■ **WRITTEN REQUEST**
Transcribe the lines of the records starting with the one that has "Can you see the green shrub?" in it and ending with the last, and transcribe nothing else.

■ **STORED RECORDS**
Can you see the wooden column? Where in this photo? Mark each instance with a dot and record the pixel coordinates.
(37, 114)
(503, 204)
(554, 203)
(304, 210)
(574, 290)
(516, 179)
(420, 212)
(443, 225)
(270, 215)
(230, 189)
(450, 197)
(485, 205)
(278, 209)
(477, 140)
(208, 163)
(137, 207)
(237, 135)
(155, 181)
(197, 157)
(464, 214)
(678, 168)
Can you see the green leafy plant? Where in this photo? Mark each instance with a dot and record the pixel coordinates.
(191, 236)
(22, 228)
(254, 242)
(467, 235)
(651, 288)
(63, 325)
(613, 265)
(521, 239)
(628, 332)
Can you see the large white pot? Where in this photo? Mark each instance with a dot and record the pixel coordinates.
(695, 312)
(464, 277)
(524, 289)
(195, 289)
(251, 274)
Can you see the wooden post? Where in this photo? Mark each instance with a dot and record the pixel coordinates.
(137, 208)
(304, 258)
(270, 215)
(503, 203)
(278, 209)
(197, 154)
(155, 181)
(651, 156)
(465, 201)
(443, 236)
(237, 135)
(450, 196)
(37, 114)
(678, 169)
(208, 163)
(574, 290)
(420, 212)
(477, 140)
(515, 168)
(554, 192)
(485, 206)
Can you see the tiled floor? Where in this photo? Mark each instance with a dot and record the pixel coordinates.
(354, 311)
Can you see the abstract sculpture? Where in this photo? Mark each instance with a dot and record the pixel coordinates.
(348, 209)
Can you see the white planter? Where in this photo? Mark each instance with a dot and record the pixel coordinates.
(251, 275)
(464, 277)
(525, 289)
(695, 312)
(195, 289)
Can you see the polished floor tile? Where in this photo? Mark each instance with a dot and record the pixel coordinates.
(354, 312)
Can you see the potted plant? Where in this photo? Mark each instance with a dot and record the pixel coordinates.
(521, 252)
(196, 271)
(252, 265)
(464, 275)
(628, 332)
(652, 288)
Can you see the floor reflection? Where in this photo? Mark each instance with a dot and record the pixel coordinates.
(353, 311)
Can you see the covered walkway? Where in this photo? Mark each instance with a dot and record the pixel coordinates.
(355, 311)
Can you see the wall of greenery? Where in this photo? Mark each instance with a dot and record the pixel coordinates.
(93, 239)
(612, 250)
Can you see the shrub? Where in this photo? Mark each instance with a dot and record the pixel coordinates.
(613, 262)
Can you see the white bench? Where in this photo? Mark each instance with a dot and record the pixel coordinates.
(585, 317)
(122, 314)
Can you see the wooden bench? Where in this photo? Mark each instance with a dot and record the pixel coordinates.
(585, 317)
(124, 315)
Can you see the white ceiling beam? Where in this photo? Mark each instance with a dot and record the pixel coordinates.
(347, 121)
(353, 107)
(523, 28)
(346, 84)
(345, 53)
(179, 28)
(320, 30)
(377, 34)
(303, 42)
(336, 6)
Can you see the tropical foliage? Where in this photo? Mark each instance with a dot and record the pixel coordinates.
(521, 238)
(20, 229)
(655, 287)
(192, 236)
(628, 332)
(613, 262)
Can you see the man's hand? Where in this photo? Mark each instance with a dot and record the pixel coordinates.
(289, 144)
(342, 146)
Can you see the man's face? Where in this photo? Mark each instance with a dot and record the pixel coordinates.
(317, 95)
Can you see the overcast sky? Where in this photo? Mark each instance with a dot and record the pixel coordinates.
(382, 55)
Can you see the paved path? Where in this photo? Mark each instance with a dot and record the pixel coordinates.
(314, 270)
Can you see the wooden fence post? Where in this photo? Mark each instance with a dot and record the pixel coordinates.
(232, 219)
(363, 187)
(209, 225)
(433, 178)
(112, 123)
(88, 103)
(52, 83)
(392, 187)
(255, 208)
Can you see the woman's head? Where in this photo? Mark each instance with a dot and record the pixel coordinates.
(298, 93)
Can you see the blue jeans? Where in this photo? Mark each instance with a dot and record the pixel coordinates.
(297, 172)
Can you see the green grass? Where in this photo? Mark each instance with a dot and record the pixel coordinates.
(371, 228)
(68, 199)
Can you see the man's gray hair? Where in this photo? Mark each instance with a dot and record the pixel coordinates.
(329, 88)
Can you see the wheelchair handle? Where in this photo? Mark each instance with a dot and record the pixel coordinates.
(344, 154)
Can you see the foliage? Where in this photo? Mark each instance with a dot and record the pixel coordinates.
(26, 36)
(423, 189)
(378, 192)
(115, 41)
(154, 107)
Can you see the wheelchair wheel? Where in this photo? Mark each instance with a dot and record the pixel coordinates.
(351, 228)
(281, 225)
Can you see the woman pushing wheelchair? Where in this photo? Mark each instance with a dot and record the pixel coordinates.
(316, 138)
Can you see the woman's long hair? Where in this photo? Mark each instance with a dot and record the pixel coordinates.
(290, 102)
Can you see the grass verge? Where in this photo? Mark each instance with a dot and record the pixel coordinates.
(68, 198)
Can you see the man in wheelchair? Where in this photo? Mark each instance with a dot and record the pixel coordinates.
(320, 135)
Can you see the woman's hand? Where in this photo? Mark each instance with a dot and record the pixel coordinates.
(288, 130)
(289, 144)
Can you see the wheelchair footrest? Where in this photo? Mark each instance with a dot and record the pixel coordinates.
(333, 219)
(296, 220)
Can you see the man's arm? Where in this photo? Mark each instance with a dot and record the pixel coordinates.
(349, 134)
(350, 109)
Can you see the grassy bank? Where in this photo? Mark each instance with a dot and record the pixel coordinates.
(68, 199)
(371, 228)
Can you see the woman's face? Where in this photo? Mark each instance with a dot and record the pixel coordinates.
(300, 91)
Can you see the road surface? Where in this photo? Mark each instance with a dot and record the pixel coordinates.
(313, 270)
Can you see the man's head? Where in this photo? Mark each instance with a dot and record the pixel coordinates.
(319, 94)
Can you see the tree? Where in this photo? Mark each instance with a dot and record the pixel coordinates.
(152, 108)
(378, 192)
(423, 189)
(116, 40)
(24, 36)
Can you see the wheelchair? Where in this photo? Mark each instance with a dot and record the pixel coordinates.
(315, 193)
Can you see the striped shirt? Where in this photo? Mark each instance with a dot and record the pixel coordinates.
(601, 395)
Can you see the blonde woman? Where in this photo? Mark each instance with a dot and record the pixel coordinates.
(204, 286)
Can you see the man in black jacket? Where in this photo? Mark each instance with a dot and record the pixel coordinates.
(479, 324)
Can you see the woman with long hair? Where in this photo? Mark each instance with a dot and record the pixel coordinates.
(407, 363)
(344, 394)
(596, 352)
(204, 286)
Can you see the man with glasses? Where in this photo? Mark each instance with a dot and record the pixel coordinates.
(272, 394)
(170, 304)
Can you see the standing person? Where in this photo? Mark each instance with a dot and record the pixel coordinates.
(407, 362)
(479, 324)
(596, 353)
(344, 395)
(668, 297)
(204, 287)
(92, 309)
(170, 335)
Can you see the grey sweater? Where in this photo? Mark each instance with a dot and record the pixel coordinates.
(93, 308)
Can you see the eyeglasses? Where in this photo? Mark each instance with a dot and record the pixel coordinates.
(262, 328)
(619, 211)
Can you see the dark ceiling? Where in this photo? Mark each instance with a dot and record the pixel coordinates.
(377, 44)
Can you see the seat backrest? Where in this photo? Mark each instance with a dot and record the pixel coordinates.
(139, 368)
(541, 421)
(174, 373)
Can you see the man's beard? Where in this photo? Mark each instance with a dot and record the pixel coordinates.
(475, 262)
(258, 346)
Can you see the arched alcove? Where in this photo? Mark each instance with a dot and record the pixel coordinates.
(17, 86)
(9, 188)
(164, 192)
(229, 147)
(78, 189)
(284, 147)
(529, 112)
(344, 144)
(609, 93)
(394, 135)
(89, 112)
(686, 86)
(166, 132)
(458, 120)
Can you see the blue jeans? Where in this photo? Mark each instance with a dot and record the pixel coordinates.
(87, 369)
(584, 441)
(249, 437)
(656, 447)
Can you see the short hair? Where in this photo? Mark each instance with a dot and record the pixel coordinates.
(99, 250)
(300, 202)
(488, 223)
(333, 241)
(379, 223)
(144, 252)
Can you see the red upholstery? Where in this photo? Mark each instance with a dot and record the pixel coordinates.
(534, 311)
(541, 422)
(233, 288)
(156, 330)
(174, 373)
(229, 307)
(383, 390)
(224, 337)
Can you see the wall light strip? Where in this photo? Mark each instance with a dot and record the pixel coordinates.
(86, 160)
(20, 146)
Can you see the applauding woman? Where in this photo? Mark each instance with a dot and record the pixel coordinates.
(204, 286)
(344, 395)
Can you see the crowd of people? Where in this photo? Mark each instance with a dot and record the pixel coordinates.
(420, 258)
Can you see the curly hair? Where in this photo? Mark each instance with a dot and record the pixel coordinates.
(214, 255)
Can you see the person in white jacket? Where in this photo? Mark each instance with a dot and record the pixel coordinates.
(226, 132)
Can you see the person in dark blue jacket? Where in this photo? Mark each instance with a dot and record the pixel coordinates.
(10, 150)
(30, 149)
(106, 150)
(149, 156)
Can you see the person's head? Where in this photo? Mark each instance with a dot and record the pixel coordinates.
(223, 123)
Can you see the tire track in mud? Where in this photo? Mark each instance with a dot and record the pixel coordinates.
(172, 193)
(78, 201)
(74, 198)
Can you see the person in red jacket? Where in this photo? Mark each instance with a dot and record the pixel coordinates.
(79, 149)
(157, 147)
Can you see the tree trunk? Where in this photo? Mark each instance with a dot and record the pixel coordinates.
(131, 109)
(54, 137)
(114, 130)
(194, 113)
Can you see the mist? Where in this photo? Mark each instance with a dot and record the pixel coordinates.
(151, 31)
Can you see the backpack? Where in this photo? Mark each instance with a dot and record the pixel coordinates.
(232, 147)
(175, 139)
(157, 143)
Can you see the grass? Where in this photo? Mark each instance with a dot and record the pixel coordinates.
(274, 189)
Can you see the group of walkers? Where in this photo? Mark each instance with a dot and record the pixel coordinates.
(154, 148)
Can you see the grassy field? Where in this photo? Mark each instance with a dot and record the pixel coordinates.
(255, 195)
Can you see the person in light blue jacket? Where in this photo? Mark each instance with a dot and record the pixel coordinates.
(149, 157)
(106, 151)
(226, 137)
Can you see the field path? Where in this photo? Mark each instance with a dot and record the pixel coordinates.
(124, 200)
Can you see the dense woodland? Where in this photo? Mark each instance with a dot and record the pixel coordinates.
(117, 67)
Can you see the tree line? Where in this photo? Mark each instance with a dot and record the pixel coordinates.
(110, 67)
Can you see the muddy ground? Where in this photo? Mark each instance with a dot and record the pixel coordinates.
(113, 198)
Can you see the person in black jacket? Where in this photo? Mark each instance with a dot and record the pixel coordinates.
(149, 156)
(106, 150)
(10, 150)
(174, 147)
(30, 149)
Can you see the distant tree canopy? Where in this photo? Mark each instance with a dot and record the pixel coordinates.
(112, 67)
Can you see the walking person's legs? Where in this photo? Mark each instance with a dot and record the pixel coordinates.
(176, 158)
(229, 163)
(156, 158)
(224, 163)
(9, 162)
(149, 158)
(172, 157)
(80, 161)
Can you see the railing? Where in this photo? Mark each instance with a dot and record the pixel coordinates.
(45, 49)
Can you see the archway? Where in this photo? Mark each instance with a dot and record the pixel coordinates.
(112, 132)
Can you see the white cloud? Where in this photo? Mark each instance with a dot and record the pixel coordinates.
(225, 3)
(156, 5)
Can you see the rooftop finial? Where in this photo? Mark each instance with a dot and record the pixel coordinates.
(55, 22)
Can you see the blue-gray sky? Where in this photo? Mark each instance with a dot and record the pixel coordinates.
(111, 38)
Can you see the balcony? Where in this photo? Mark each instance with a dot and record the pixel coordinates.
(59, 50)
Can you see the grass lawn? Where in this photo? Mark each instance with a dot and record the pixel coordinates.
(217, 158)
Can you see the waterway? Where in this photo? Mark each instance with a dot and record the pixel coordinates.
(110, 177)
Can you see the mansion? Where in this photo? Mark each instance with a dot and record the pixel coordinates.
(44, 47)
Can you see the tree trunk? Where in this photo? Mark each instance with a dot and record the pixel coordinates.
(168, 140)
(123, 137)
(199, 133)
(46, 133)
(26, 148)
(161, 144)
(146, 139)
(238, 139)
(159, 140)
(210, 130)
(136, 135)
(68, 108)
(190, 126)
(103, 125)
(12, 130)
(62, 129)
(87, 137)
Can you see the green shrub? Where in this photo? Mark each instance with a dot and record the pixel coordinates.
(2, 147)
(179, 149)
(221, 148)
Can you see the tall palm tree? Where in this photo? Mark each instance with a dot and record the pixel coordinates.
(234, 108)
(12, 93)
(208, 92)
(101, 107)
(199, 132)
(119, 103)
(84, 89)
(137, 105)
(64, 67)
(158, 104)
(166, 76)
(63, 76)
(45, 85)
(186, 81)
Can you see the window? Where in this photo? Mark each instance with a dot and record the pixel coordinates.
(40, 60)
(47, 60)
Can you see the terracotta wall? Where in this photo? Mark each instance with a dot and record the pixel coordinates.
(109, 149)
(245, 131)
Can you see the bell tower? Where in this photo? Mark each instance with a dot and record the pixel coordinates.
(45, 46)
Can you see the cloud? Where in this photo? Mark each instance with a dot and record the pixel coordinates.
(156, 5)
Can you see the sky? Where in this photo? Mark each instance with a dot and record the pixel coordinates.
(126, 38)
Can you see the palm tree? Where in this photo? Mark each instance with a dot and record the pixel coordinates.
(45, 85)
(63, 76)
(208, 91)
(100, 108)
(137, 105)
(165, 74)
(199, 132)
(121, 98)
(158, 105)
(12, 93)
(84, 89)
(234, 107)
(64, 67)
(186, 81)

■ **EXERCISE SOLUTION**
Can you see the green shrub? Where in this photo? Mark each instance with a dot and record the pixel coordinates.
(2, 147)
(179, 149)
(221, 148)
Can you see the tall palm tree? Where in this photo? Mark each instance with a dot and record the pixel coordinates.
(234, 108)
(12, 93)
(208, 92)
(101, 107)
(199, 132)
(119, 103)
(84, 89)
(137, 105)
(64, 67)
(158, 104)
(166, 76)
(63, 76)
(45, 85)
(186, 81)
Can you see the window? Where in this photo? Mark each instance with a dot and record the pixel coordinates.
(40, 60)
(47, 60)
Can you see the terracotta wall? Where in this photo? Mark each instance with a dot and record the pixel coordinates.
(109, 149)
(245, 131)
Can you see the bell tower? Where in this photo? Mark each instance with a dot and record the pixel coordinates.
(45, 46)
Can you see the cloud? Where in this photo? Mark each instance with a dot and record the pixel coordinates.
(156, 5)
Can you see the sky? Where in this photo? Mark each instance with a dot and record the pixel coordinates.
(126, 38)
Can you see the palm tree? Where in this photo? Mark each instance with a dot and record the pixel coordinates.
(45, 85)
(63, 76)
(208, 91)
(100, 108)
(137, 105)
(165, 74)
(199, 132)
(121, 98)
(158, 105)
(12, 93)
(84, 89)
(234, 107)
(64, 67)
(186, 81)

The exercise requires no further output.